─── TEXTO PARA LEITURA
Distribui folhetos para os que vêm ouvir o candidato da FI que concorre nesta primeira circunscrição do Val-de-Marne (território habitualmente favorável à esquerda), Lyes Louffok, e aqueles que convidou para um evento a propósito da defesa dos direitos da criança — um tema que lhe é caro, já que ele próprio cresceu “no sistema”, saltando de família de acolhimento para família de acolhimento. E, para provar que este é de facto um evento da Frente Popular e não apenas da FI, até terá como companhia Laurence Rossignol, antiga ministra com a pasta da Família e figura histórica do Partido Socialista.
Uma estratégia que, explica o jovem de Marselha ao Observador enquanto entrega os folhetos vermelhos, tem uma lógica: Saint-Maur-des-Fossés é uma espécie de “ilha” conservadora dentro deste feudo da esquerda. “É um círculo eleitoral muito difícil, sim. Créteil, por exemplo, é uma cidade bastante popular do outro lado. Champigny-sur-Marne, aqui perto, também. Mas Saint-Maur é uma cidade muito rica, muito burguesa, que fica no meio”, explica. “Aqui nunca foi construída habitação social, por exemplo.” E, perante um eleitorado menos fácil, uma evento eleitoral deste género, em vez de um comício, talvez possa ser mais eficaz: “Assuntos como a proteção das crianças, por exemplo, talvez possam atingir o eleitorado um pouco mais burguês de Saint-Maur. Porque todos querem saber das crianças, não apenas as pessoas das classes trabalhadoras”, assume.
A admissão das dificuldades é equilibrada com alguma esperança: “Já tivemos sucesso nas últimas legislativas, atingimos 41% na segunda volta, o que não é mau. Desta vez, ficámos em primeiro na primeira volta”, diz, continuando a cumprimentar todos os que chegam. Ainda há esperança, tenta convencer-se o voluntário. Pelo menos neste círculo eleitoral.
No palco, o apelo ao voto. À porta, o reconhecimento das dificuldades para a Frente Popular. “Infelizmente, a dinâmica não está do nosso lado”
Dentro do teatro, o candidato Louffok aproveita naturalmente para ligar a questão dos direitos infantis ao voto do próximo domingo. “Se o programa da União Nacional vencer, França será o primeiro país a sair da Convenção dos Direitos da Criança. Seria um desastre. A comunidade LGBT, as mulheres, os não-brancos, as classes desfavorecidas, todos estão em risco”, alerta o candidato, perante o auditório cheio — mas aparentemente pouco entusiasmado.
“O perigo da UN no nosso círculo eleitoral é real”, afirma. “Estamos a falar de possíveis alianças com pessoas que votaram contra o casamento entre pessoas do mesmo sexo.” O nome não é dito, mas Louffok está a referir-se concretamente não à candidata local da extrema-direita (Anne-Gaëlle Sabourin), mas ao deputado dos Republicanos (centro-direita), Sylvain Berrios, antigo autarca local e também deputado da Assembleia Nacional.
──────
─── REGISTOS DE DADOS
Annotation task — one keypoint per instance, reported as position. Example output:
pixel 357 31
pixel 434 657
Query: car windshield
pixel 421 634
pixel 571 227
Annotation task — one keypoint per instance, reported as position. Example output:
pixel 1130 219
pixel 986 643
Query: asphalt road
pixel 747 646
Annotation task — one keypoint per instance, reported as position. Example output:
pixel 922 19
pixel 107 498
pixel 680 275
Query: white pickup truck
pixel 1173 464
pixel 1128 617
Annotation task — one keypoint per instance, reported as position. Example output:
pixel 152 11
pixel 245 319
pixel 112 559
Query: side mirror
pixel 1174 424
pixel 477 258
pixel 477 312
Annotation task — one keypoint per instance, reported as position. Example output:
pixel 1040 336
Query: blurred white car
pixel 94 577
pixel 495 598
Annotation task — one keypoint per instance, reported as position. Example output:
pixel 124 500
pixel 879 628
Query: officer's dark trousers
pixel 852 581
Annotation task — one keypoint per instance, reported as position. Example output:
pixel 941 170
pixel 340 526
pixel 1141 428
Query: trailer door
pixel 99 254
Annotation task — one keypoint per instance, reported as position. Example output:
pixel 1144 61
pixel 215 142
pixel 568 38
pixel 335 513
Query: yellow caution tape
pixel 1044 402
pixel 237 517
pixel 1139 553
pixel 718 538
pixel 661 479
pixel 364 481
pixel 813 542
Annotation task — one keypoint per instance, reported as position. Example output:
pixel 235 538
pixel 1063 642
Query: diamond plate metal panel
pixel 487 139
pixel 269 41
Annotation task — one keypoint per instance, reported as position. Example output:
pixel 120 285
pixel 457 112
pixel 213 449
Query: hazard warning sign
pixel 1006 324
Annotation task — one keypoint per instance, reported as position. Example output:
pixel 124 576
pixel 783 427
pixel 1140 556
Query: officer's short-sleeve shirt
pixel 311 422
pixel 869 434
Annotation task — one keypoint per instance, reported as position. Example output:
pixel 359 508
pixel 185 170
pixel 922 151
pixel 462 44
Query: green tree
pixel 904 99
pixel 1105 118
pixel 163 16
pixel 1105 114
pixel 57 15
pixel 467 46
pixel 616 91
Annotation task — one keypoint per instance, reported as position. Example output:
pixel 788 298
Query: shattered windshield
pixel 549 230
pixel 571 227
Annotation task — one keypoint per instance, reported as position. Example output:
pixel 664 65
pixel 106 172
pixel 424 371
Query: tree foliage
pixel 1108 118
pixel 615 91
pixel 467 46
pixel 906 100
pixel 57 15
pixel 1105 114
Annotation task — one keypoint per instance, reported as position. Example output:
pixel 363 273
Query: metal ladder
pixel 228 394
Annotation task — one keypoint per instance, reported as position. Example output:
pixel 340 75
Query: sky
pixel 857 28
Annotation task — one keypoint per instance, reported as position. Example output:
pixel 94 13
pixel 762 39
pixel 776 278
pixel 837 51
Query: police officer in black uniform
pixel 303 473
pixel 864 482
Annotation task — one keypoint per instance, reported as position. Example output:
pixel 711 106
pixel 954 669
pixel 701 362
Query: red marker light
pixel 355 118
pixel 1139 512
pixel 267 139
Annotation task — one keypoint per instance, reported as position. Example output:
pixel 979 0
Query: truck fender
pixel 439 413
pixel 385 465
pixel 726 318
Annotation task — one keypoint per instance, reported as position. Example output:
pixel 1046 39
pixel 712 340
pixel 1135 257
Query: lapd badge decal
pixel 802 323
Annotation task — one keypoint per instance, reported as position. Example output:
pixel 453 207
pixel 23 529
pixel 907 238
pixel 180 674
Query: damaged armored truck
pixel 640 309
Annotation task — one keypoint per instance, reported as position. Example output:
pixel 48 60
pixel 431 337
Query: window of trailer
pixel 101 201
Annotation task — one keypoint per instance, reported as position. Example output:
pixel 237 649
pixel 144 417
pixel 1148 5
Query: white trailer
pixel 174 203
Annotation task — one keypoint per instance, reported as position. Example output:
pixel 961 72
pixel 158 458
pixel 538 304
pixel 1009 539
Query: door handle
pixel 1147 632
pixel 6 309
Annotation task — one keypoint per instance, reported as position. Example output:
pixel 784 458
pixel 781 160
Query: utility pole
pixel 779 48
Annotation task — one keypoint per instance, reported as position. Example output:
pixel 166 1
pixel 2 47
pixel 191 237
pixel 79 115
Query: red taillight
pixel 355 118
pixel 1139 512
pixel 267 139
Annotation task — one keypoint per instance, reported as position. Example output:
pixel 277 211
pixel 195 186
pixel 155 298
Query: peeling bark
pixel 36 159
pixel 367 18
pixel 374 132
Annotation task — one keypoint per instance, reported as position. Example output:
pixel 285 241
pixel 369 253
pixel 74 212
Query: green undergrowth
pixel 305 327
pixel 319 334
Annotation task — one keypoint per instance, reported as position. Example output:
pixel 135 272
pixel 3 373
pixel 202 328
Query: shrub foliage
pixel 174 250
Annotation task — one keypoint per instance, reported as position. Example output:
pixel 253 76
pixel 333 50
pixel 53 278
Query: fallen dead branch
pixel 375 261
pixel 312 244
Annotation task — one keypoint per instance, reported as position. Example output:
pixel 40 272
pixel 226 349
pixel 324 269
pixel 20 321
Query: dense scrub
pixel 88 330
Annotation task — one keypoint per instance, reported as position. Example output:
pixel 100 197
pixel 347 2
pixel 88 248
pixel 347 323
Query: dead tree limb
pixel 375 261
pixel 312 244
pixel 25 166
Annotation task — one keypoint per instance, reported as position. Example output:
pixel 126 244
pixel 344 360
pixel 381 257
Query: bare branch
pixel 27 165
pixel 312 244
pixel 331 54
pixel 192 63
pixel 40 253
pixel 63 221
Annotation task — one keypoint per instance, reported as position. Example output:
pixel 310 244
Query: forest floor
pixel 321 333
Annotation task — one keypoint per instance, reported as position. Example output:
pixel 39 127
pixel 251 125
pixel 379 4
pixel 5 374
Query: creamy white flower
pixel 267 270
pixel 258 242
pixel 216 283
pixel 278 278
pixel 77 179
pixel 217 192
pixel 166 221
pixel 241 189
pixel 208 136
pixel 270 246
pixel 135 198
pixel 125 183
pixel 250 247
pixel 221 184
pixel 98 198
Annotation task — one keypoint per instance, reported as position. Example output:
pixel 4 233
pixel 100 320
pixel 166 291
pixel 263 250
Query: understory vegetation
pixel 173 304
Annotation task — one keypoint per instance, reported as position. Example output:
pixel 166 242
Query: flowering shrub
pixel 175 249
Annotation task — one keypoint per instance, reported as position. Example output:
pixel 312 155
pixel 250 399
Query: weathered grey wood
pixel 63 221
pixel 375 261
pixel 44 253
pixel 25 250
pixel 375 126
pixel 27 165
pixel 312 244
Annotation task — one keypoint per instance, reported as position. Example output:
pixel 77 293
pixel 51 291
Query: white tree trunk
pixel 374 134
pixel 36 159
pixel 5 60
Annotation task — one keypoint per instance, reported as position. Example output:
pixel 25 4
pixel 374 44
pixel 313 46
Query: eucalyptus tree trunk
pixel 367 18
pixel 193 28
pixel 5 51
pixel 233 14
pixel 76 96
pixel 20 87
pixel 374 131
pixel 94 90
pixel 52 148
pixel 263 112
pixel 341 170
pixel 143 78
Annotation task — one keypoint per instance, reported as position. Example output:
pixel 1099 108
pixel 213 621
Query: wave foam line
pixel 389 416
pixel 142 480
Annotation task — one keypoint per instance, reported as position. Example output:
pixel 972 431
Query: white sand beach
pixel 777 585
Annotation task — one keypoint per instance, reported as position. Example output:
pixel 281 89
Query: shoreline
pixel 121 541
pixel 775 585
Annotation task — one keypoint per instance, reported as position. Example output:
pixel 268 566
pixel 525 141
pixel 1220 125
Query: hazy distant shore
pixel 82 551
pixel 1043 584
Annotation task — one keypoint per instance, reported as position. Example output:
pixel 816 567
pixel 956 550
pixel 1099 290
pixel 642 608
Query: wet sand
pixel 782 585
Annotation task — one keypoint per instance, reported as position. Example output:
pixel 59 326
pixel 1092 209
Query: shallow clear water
──────
REQUISITOS DO EXERCÍCIO:
[1] Segundo o texto sobre a campanha de Lyes Louffok, que percentagem foi alcançada na segunda volta das últimas legislativas?
[2] Prossiga o texto sobre a campanha de Lyes Louffok a partir da última frase apresentada.

RESULTADOS:
[1] Foi alcançada uma percentagem de 41% na segunda volta.

[2]
A presença de Berrios neste círculo eleitoral complica as contas para a esquerda — já que, ainda por cima, contou com a desistência a seu favor do candidato macronista local. Bastien admite que os ventos não são de feição para a Frente Popular naquela zona, mesmo estando a apenas sete minutos de carro do outro círculo eleitoral de Creteil, onde Clémence Guetté — figura destacada da FI e próxima de Jéan-Luc Mélenchon — foi eleita logo na primeira volta.
“Com as desistências de alguns macronistas a nosso favor, penso que podemos conseguir impedir uma maioria absoluta da UN“, começa por explicar o professor de História. “Mas não sei se, com uma maioria relativa, eles não vão tentar atrair Republicanos como Berrios“. Como travar isso, se as sondagens indicam que a Frente Popular, apesar de provável segunda classificada, continuará a ser incapaz de formar uma maioria que lhes dê a governação? “Se conseguirmos empurrar os macronistas para que nos apoiem”, atira para o ar, com pouca convicção. “Está tudo em aberto. Mas, para mim, não está assim tanto. Infelizmente, a dinâmica não está do nosso lado”, concede.
Dentro do auditório, porém, ainda se acredita. “As pessoas dos bairros populares estão cada vez mais afastadas da política. Temos de combater isto”, vai dizendo o candidato Louffok no palco. “A Frente Popular é a única capaz de combater este sentimento de abandono. ‘Liberdade, fraternidade, igualdade’. No domingo, todos a votar”, apela, com os participantes a aplaudirem fortemente e a repetirem-se os gritos de “Frente Popular! Frente Popular!”
A Frente Popular de 1936 e a nova edição de 2024. Para os mais velhos, há muito pouco a uni-las — e a atual é demasiado “extremista”
Mas não é preciso caminhar muito pelas ruas de Saint-Maur para perceber que a situação está difícil para a esquerda aqui, apesar de estar tão perto dos banlieus de Champigny, que lhe são tradicionalmente favoráveis. “Quantos franceses racistas já ouviu hoje por aqui?”, pergunta numa loja ao Observador um imigrante (que preferiu não se identificar).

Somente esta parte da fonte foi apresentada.